I agree with Rick, Rebecca. Snapping turtles are large and usually very aggressive.

When taking a car for a test drive years ago, I took it out on a country blacktop and wound it up pretty fast. I briefly saw something in the road, but came upon it too fast to avoid it or even see what it was... but I hit it. I stopped, went back, and it was a snapper that I had just skimmed the top of the shell with the underside of my car. It was bleeding, but not a very bad injury. I grabbed it by the tail and dragged it off the road and finally across the grass and up to the tree line, when I gave up and let it go. It took several times of dragging, and then letting go, as it kept turning around trying to bite me. And it was hissing and growling pretty fiercely too. I figured it would probably live as it's injuries weren't that bad (from what I could tell); and for the fact that it was pretty darn feisty for being injured.

So maybe yours will heal and go on to live too. But it's hard to say, as how bad the injuries were is unknown. Take peace in the knowledge that considering the circumstances, you did all you could to help it.


----------



## ismart (Aug 4, 2009)

You really have the worst luck!  :lol:


----------



## hibiscusmile (Aug 4, 2009)

Well it was skinned up pretty bad, but not bleeding where it was running out of the shell. The only thing is it was only in the driveway about 10' and another 30 I could of had it in a stream.

Bad luck? no, I didnt get bit, so that was good, and the police and newsreporters and peta didn't happen upon me, so that was excellent luck! haha so now the rest of the story...

My liscense were expired 2 years ago. when I found out it was exp. It was to late to get it renewed without drivers test.... I chicken, cause I had back surgeries and cannot turn good to look over my sholder to see to park, so I havent went. So while all this turtle havoc was happening, all I could see was, the police pulling up wondering if I was trying to steal a turtle from someones yard, and the new reporters coming to see what was going on and some one having a video of me throwing wet newspaper over its head and someone saying I ran it over and then calling peta and telling them they have a video of a pet store owner kicking a near dead turtle with her foot (which is only what I was trying to do to turn it over and roll it to the stream) and I am sure if anyone seen me it looked that way, and me jumping back cause it was trying to bite me, then arresting me for the littler the wet newspaper caused by blowing in the wind and abuse of a turtle and ..... so I think I was pretty lucky, oh yea and if anyone knows who she is please turn her into police and AMW!

▶ [GIVEN DATA]
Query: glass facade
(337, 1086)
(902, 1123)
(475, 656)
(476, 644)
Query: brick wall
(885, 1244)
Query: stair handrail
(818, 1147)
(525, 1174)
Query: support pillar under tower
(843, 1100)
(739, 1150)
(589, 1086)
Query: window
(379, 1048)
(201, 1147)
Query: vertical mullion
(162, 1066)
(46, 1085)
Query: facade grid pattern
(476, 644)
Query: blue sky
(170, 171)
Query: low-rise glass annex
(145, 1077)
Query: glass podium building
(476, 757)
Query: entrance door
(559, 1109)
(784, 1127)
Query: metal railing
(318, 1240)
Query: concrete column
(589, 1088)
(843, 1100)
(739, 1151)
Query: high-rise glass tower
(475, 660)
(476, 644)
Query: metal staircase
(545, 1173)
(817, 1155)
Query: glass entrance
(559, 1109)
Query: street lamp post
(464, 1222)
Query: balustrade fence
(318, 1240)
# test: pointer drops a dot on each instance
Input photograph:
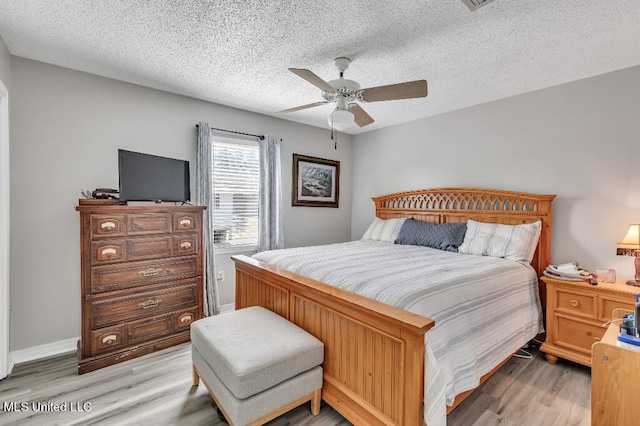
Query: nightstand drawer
(576, 304)
(576, 335)
(609, 303)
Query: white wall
(5, 64)
(580, 140)
(5, 78)
(66, 127)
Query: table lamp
(630, 246)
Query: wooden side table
(575, 313)
(615, 382)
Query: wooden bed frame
(374, 353)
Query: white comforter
(484, 308)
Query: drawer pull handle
(109, 340)
(108, 252)
(151, 303)
(107, 226)
(151, 272)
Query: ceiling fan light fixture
(341, 119)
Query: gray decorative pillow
(442, 236)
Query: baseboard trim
(42, 351)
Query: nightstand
(576, 311)
(615, 382)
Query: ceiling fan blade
(284, 111)
(313, 79)
(411, 89)
(360, 115)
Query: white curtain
(204, 197)
(270, 208)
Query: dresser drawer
(108, 339)
(149, 248)
(135, 274)
(576, 335)
(108, 251)
(185, 222)
(109, 311)
(581, 304)
(148, 223)
(185, 244)
(102, 225)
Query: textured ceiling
(237, 52)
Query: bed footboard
(374, 353)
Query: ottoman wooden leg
(315, 402)
(195, 375)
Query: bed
(374, 370)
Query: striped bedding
(484, 308)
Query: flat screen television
(146, 177)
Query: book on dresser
(141, 280)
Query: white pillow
(384, 230)
(515, 242)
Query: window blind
(236, 178)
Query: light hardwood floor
(156, 390)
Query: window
(236, 179)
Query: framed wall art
(316, 182)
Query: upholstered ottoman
(256, 364)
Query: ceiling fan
(345, 93)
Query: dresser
(575, 313)
(141, 280)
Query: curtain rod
(237, 133)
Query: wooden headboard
(457, 205)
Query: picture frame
(316, 182)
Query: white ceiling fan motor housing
(343, 86)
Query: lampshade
(630, 244)
(341, 119)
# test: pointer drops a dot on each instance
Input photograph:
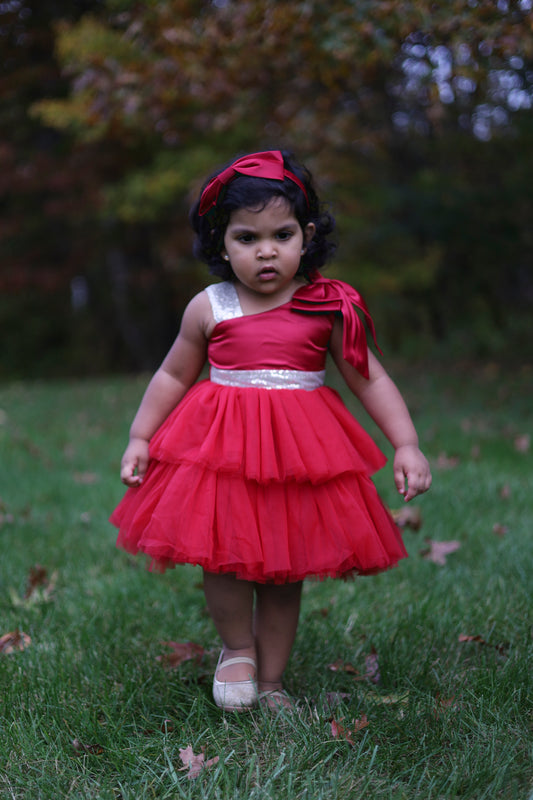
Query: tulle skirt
(270, 485)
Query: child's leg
(230, 604)
(276, 621)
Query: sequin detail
(268, 378)
(224, 301)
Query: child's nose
(266, 249)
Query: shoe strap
(236, 660)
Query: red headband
(257, 165)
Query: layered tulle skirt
(269, 485)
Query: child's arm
(175, 376)
(383, 401)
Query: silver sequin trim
(224, 301)
(269, 378)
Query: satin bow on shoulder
(325, 295)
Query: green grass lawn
(88, 710)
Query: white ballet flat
(235, 695)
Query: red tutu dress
(261, 471)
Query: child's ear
(309, 232)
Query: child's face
(265, 247)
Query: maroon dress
(261, 471)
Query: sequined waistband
(268, 378)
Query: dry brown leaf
(195, 763)
(445, 461)
(13, 641)
(87, 749)
(388, 699)
(339, 731)
(38, 580)
(39, 588)
(499, 530)
(181, 651)
(408, 517)
(341, 666)
(86, 478)
(444, 704)
(372, 667)
(522, 443)
(437, 551)
(477, 639)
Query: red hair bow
(257, 165)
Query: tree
(367, 93)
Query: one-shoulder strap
(224, 301)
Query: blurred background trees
(415, 117)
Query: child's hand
(134, 462)
(412, 475)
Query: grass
(87, 710)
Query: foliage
(398, 107)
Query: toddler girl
(260, 474)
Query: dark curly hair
(254, 193)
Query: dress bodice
(281, 338)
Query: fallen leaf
(443, 704)
(86, 478)
(505, 492)
(341, 666)
(447, 462)
(181, 651)
(14, 640)
(87, 749)
(500, 530)
(408, 517)
(339, 731)
(38, 580)
(477, 639)
(195, 763)
(522, 443)
(39, 588)
(475, 451)
(372, 667)
(333, 699)
(437, 551)
(388, 699)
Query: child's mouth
(267, 273)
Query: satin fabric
(272, 486)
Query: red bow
(257, 165)
(332, 295)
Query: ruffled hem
(272, 533)
(266, 436)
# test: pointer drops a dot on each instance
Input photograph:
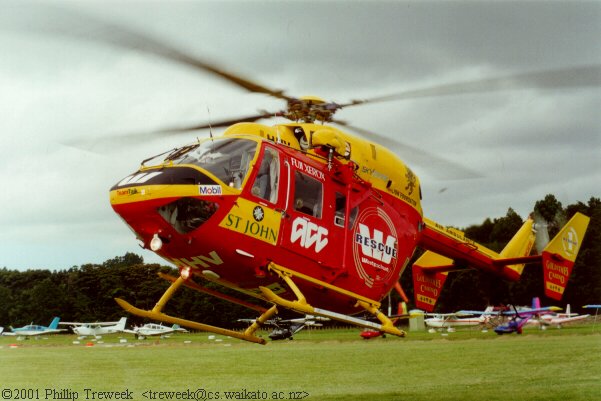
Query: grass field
(318, 365)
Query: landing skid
(300, 304)
(156, 314)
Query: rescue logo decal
(375, 246)
(253, 220)
(570, 242)
(309, 234)
(258, 213)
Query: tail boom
(447, 249)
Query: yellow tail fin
(559, 256)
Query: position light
(156, 243)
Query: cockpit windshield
(226, 158)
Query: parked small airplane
(559, 319)
(519, 318)
(153, 329)
(98, 328)
(286, 328)
(33, 330)
(458, 319)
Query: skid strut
(157, 314)
(301, 305)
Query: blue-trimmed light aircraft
(96, 329)
(34, 330)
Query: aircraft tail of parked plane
(54, 324)
(449, 250)
(32, 330)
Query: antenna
(210, 128)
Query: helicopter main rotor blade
(572, 77)
(439, 167)
(79, 25)
(218, 124)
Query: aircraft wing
(531, 312)
(562, 320)
(95, 324)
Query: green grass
(326, 364)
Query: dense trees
(86, 293)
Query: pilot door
(312, 229)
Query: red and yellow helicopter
(305, 216)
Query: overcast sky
(57, 90)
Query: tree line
(86, 293)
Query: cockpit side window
(228, 159)
(308, 195)
(268, 177)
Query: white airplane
(34, 330)
(558, 319)
(98, 328)
(457, 319)
(153, 329)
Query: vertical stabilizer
(54, 323)
(427, 282)
(559, 256)
(121, 324)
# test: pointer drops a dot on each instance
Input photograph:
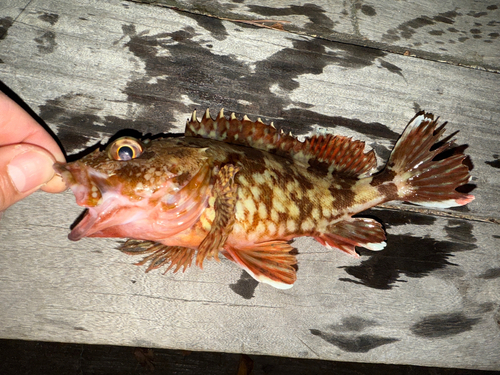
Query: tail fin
(427, 171)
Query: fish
(245, 189)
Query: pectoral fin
(348, 234)
(225, 202)
(160, 255)
(268, 262)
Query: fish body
(245, 189)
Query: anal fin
(159, 254)
(348, 234)
(268, 262)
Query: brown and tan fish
(246, 190)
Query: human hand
(27, 153)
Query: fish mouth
(88, 186)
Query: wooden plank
(431, 298)
(300, 83)
(459, 32)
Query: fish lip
(88, 185)
(83, 226)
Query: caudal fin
(425, 170)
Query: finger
(23, 169)
(17, 126)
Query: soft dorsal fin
(337, 154)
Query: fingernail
(30, 170)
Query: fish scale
(245, 189)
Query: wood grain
(90, 69)
(458, 32)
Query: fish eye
(125, 148)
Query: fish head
(137, 189)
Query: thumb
(23, 169)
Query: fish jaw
(149, 214)
(108, 209)
(87, 184)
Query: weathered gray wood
(91, 80)
(90, 69)
(459, 32)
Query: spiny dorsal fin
(333, 152)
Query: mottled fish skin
(245, 189)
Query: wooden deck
(91, 68)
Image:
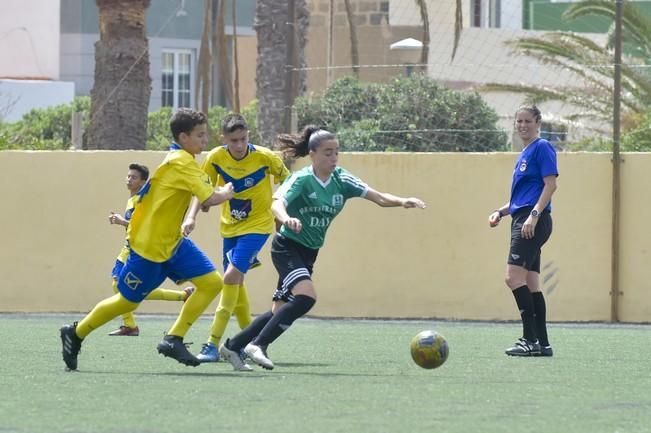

▶ [EXERCISE] In the turtle thread, why did the writer who skimmed a snapping turtle with a car expect the animal to live? Answer in one to three sentences.

▶ [RESULT] The writer judged that the turtle's injuries weren't that bad. It was also still very feisty for an injured animal, repeatedly turning around to try to bite while hissing and growling fiercely.